Exercise instructions
Rescale the part of the rows below that opens with the line containing "Return the outline of every instance of the **butternut" and runs through the last row. Give only those lines again, requests included, with every coordinate in the answers multiplied by 1.2 and rounded to a whole number, halves rounded up.
[START OF Task inputs]
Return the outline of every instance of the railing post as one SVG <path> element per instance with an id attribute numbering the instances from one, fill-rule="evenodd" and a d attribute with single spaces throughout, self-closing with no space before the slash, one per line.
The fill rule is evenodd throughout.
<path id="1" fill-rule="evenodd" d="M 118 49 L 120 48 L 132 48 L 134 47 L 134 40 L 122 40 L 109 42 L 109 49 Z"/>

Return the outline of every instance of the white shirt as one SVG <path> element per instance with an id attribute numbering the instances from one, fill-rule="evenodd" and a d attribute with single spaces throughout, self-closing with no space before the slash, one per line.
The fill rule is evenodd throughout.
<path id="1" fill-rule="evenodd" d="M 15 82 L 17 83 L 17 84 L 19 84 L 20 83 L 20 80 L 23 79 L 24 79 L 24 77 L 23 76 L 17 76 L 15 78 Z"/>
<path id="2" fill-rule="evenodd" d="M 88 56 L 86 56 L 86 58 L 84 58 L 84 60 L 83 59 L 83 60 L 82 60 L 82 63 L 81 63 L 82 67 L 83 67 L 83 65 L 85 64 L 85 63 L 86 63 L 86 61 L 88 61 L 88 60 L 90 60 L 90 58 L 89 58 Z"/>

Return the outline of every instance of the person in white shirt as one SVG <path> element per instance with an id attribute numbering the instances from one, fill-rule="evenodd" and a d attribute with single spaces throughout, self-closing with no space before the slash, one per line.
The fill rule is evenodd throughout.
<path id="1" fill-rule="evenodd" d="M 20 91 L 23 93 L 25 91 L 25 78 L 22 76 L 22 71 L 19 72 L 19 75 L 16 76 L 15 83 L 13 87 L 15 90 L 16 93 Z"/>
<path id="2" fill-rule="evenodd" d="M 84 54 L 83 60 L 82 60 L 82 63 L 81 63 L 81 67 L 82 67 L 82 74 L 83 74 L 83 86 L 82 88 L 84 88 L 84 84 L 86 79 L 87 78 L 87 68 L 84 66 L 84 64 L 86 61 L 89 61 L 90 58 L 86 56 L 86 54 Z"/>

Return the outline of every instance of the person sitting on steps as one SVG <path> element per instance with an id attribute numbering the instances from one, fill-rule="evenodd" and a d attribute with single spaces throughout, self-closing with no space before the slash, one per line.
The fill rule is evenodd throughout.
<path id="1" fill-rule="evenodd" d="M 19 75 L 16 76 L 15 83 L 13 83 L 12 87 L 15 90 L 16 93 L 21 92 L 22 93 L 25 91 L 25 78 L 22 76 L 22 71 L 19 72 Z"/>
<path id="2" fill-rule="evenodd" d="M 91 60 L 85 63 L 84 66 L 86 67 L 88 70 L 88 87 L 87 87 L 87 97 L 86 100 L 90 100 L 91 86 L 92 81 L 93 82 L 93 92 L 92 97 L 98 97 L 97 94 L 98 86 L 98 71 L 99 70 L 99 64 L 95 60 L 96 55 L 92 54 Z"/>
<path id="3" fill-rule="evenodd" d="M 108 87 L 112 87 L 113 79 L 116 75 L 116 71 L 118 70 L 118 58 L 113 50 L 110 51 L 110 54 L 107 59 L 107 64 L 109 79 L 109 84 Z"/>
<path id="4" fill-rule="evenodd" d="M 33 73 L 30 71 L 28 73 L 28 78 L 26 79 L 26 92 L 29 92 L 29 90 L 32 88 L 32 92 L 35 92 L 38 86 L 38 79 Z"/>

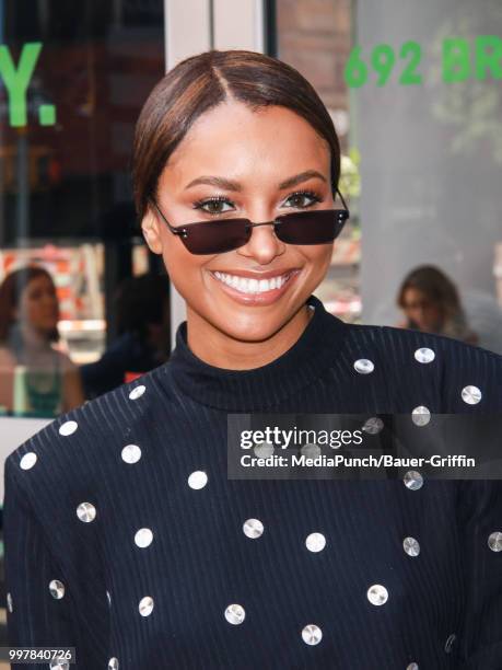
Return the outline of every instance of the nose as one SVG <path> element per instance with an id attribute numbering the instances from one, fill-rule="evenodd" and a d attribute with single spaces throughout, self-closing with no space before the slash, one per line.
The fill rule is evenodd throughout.
<path id="1" fill-rule="evenodd" d="M 252 228 L 249 241 L 236 251 L 241 256 L 254 258 L 260 265 L 266 265 L 285 252 L 285 243 L 276 235 L 273 221 L 269 219 L 257 222 Z"/>

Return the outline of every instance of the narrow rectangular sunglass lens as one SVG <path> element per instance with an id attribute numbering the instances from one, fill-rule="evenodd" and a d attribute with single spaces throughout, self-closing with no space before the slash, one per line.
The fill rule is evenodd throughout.
<path id="1" fill-rule="evenodd" d="M 340 233 L 339 210 L 299 211 L 278 218 L 277 236 L 288 244 L 326 244 Z"/>
<path id="2" fill-rule="evenodd" d="M 246 244 L 250 232 L 247 223 L 247 219 L 190 223 L 183 241 L 192 254 L 221 254 Z"/>

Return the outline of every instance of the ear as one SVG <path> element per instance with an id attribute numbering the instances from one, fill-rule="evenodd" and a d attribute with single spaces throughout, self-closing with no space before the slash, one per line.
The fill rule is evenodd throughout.
<path id="1" fill-rule="evenodd" d="M 150 207 L 141 221 L 141 230 L 150 251 L 154 254 L 162 254 L 160 222 Z"/>

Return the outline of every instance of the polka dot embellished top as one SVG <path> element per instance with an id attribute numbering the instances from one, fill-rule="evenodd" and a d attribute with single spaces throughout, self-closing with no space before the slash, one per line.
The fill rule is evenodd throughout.
<path id="1" fill-rule="evenodd" d="M 227 477 L 229 413 L 502 412 L 502 357 L 308 304 L 252 370 L 197 358 L 184 322 L 167 363 L 9 455 L 11 646 L 79 670 L 502 668 L 501 482 Z"/>

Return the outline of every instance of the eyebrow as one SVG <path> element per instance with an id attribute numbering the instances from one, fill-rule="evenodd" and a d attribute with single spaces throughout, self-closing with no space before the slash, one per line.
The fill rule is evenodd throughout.
<path id="1" fill-rule="evenodd" d="M 326 183 L 326 177 L 317 170 L 305 170 L 304 172 L 295 174 L 281 182 L 279 184 L 279 189 L 283 190 L 284 188 L 291 188 L 292 186 L 296 186 L 297 184 L 301 184 L 302 182 L 306 182 L 307 180 L 312 180 L 314 177 L 323 180 L 323 182 Z M 185 186 L 185 190 L 191 188 L 192 186 L 198 186 L 199 184 L 207 184 L 208 186 L 219 186 L 220 188 L 224 188 L 225 190 L 240 192 L 243 189 L 242 185 L 238 182 L 233 182 L 232 180 L 226 180 L 225 177 L 208 175 L 192 180 L 189 184 L 187 184 L 187 186 Z"/>

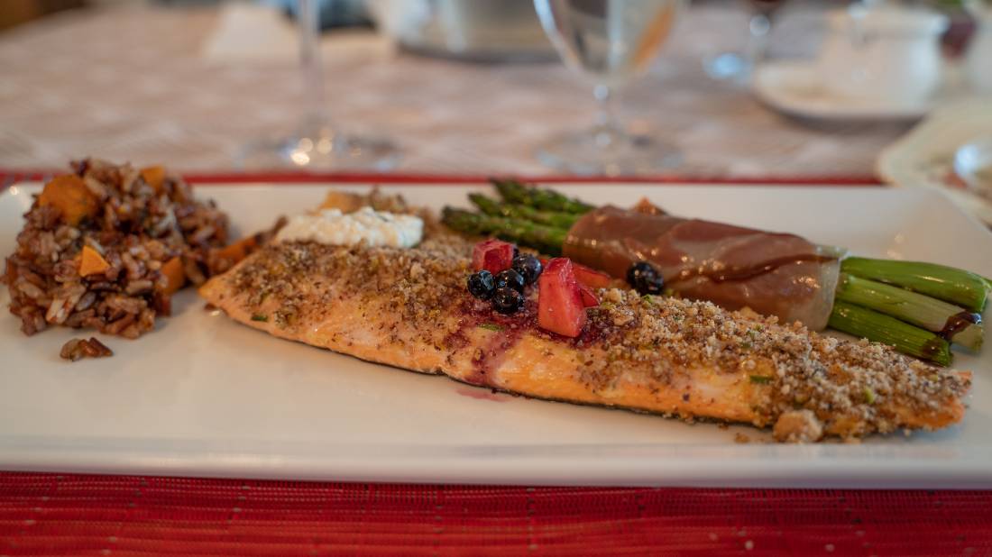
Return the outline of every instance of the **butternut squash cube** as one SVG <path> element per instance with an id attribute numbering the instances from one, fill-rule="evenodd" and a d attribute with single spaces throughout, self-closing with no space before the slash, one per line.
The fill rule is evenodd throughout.
<path id="1" fill-rule="evenodd" d="M 89 277 L 90 275 L 102 275 L 110 264 L 96 250 L 89 246 L 82 247 L 82 255 L 79 257 L 79 276 Z"/>
<path id="2" fill-rule="evenodd" d="M 82 178 L 64 174 L 52 178 L 45 184 L 38 198 L 41 206 L 53 206 L 62 213 L 65 224 L 76 226 L 85 217 L 94 217 L 99 211 L 96 196 L 86 187 Z"/>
[END OF Task inputs]
Complete output
Return the outline of every instance of the **butternut squash cube** as one SVG <path> element per instance with an id attribute numbering the instances from one, fill-rule="evenodd" and a d attribute with single spaces throughout, self-closing with no space before the slash, one per line.
The fill rule is evenodd throughout.
<path id="1" fill-rule="evenodd" d="M 107 332 L 108 330 L 122 330 L 132 317 L 115 300 L 107 295 L 98 296 L 98 306 L 95 308 L 95 331 Z"/>
<path id="2" fill-rule="evenodd" d="M 98 214 L 77 209 L 62 214 L 54 221 L 46 238 L 49 247 L 64 247 L 74 256 L 78 269 L 91 271 L 102 260 L 113 260 L 119 253 L 115 235 L 103 224 Z"/>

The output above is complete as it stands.